* Text to read *
Purity and Order: Toward Social-Cultural Understandings of the Cold War

Date
Nov 18, 2015, 4:30 pm4:30 pm
Location
202 Jones Hall

Speaker

Details

Event Description

Abstract

Hajimu Masuda

National University of Singapore

Purity and Order: Toward Social-Cultural Understandings of the Cold War

What was the Cold War? Masuda Hajimu's Cold War Crucible: The Korean Conflict and the Postwar World inquiries into the peculiar nature of the Cold War through examining not only centers of policymaking, but seeming aftereffects of Cold War politics: Suppression of counterrevolutionaries in China, the White Terror in Taiwan, the Red Purge in Japan, and McCarthyism in the United States. Such purges were not merely end results of the Cold War, Masuda argues, but forces that necessitated the imagined reality of the Cold War in attempts at restoring purity and tranquility at home. Revealing social functions and popular participation, Masuda highlights ordinary people's roles in making and maintaining the "reality" of the Cold War, raising the question of what the Cold War really was.

* Task inputs *

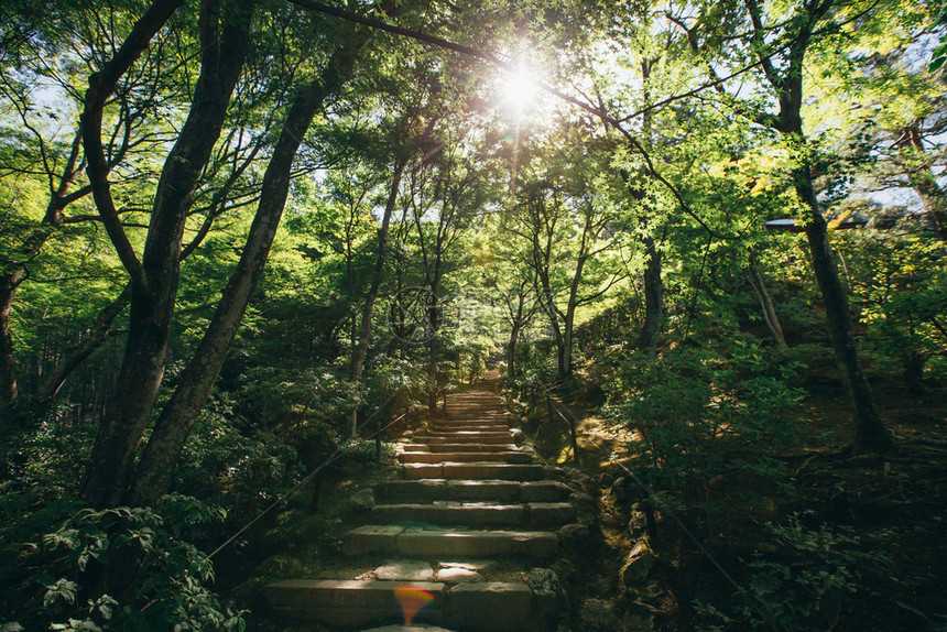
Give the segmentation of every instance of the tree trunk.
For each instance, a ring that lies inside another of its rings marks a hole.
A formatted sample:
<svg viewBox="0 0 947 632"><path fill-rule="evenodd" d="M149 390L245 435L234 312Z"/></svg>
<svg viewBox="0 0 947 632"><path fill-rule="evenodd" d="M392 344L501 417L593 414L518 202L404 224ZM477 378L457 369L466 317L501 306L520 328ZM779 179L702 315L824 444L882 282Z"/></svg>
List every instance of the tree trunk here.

* Given instruction A *
In the listing, replace "tree trunk" with "trunk" and keep every other line unchanged. Leave the pictures out of your answer.
* Given instruction B *
Continue the event notice for the Cold War talk from where it stops.

* Written response A *
Give the segmentation of every instance of the trunk.
For each instance, a ring that lies inside another of its rings marks a hole.
A formatted sample:
<svg viewBox="0 0 947 632"><path fill-rule="evenodd" d="M149 390L245 435L234 312Z"/></svg>
<svg viewBox="0 0 947 632"><path fill-rule="evenodd" d="M392 344L501 417L593 414L518 202L404 224ZM477 378L457 369L466 317L501 306L520 328ZM779 179L702 315L824 444L882 282Z"/></svg>
List every instance of the trunk here.

* Written response B *
Bio:

Masuda Hajimu (family name Masuda) is a historian whose work concerns the history of American foreign relations, the modern history of East Asia, and the social and global history of the Cold War. He received his Ph.D. from Cornell University in 2012, and currently is an Assistant Professor in the Department of History at the National University of Singapore. He is the author of Cold War Crucible: The Korean Conflict and the Postwar World (Harvard University Press, 2015), and has published a number of book chapters and articles which can be found in Foreign Policy, Diplomatic History, Journal of Contemporary History, Journal of Cold War Studies, and Journal of American-East Asian Relations, as well as IIAS Newsletter and History News Network.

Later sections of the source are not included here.